▶ **TREŚĆ POLECENIA**
Przedstaw jako tabelę Markdown wiersze materiału, zaczynając od wiersza zawierającego „Sample: x=519, y=324.”, a kończąc na ostatnim wierszu materiału, bez pustych wierszy. Tabela ma mieć kolumnę „Numer” z kolejnym numerem wiersza oraz kolumnę „Wiersz materiału” z jego treścią.

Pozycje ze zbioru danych
━━━━━━━━━━━━━━━━━━━━━━━━━━━━━━

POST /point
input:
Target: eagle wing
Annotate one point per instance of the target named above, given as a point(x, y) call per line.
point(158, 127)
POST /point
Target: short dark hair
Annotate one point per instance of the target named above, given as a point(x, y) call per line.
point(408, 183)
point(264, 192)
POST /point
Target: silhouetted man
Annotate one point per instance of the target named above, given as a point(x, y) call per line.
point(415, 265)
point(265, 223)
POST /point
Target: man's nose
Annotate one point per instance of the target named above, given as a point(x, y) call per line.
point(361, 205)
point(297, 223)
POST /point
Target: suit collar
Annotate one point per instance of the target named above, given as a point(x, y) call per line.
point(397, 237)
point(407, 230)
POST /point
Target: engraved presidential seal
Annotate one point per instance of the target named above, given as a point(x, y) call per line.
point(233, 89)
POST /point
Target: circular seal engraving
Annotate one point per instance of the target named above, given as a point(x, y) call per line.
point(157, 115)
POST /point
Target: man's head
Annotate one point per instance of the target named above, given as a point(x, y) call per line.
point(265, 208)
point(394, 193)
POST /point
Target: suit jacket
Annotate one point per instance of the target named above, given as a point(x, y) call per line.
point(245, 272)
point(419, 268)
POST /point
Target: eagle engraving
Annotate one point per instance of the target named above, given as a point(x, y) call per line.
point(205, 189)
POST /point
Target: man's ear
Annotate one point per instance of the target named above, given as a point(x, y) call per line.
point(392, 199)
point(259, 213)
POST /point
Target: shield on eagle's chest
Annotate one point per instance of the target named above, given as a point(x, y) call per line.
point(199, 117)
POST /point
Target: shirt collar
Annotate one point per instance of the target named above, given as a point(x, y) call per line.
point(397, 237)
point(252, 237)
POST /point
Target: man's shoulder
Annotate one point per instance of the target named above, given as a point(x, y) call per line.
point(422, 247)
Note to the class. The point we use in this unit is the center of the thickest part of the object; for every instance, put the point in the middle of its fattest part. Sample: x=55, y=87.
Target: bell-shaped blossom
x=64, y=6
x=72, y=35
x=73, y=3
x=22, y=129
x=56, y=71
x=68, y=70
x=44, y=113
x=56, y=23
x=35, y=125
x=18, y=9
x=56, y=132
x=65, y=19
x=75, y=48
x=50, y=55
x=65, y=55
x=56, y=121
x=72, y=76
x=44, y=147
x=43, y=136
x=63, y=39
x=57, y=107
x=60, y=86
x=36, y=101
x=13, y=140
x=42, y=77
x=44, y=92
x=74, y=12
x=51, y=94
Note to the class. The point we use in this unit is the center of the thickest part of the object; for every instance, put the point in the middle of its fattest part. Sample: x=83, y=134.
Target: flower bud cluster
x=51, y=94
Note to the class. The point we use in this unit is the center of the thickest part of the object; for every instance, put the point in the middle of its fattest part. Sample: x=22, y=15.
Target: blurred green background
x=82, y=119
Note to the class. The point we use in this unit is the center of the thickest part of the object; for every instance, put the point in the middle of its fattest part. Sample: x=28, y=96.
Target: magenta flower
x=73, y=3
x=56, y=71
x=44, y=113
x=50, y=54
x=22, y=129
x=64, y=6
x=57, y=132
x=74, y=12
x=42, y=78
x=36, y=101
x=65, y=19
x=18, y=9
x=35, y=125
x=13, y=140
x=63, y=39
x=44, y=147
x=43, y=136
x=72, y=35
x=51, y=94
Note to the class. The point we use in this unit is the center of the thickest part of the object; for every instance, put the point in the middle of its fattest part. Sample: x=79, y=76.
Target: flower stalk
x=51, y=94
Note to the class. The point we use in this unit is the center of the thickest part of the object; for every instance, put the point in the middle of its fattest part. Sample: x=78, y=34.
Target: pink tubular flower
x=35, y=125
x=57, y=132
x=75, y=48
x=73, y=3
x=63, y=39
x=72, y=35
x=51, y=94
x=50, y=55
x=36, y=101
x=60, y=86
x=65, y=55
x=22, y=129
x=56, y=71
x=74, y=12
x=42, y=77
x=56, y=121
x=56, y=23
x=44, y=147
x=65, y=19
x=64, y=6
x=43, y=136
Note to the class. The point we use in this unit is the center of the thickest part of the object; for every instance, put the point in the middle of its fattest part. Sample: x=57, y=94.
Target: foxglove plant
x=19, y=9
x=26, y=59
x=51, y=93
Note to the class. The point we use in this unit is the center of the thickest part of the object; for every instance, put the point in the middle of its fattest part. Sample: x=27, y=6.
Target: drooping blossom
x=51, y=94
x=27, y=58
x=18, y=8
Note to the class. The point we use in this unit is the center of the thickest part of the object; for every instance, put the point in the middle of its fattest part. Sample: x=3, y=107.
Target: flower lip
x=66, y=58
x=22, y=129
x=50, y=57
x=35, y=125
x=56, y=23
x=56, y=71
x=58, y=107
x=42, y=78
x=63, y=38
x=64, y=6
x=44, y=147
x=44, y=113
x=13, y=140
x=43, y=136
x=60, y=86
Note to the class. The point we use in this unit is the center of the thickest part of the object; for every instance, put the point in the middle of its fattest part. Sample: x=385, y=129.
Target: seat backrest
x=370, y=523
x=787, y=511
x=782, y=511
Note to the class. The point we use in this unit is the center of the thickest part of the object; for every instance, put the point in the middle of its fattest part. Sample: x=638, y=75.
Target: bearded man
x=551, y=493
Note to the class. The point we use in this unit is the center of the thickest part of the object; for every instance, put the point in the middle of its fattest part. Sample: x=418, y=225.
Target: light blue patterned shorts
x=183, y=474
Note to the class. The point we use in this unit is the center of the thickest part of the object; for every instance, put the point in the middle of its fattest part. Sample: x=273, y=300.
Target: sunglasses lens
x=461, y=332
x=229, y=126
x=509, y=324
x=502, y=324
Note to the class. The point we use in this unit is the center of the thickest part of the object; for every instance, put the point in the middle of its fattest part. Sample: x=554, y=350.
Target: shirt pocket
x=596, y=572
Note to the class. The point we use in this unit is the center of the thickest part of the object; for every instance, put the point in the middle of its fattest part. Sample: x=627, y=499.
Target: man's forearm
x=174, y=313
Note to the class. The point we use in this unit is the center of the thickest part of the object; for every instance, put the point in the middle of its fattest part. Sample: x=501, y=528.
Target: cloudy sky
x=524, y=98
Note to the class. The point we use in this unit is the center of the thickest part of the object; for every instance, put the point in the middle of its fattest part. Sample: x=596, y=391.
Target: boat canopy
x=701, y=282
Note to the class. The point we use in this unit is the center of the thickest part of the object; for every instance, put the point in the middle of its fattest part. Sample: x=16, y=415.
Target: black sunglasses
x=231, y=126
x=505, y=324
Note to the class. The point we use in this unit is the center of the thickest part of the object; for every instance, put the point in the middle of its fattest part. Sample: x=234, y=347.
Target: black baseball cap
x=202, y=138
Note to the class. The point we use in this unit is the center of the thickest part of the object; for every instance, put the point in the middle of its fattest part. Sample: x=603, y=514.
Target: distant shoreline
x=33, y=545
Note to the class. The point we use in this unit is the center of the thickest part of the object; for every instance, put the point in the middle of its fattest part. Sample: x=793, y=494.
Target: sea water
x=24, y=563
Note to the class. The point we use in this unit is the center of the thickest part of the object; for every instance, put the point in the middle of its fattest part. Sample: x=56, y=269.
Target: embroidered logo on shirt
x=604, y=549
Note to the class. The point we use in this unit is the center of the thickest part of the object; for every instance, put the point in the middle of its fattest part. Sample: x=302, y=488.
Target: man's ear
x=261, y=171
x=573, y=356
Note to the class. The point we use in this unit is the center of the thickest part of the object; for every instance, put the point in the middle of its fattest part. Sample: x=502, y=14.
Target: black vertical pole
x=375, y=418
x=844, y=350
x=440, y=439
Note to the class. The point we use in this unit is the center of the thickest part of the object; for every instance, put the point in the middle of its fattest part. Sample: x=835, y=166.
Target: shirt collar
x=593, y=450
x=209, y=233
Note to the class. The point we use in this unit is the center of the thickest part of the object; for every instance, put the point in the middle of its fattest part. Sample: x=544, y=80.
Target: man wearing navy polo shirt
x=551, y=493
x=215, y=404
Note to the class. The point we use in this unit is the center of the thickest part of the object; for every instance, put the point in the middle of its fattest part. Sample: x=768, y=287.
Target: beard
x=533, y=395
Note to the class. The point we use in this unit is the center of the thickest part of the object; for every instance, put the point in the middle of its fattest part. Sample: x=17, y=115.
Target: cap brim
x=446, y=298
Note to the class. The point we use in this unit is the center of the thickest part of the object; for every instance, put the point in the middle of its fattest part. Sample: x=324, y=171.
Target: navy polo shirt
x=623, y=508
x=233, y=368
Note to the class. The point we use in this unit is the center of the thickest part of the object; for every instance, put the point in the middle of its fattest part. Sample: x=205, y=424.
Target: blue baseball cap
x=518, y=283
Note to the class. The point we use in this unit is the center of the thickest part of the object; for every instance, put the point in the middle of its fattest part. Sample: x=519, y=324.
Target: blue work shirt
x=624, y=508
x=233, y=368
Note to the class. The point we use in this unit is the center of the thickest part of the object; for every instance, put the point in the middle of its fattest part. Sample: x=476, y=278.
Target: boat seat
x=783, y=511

━━━━━━━━━━━━━━━━━━━━━━━━━━━━━━

▶ **ROZWIĄZANIE ZADANIA**
| Numer | Wiersz materiału |
|---|---|
| 1 | Note to the class. The point we use in this unit is the center of the thickest part of the object; for every instance, put the point in the middle of its fattest part. Sample: x=519, y=324. |
| 2 | Target: blue work shirt |
| 3 | x=624, y=508 |
| 4 | x=233, y=368 |
| 5 | Note to the class. The point we use in this unit is the center of the thickest part of the object; for every instance, put the point in the middle of its fattest part. Sample: x=476, y=278. |
| 6 | Target: boat seat |
| 7 | x=783, y=511 |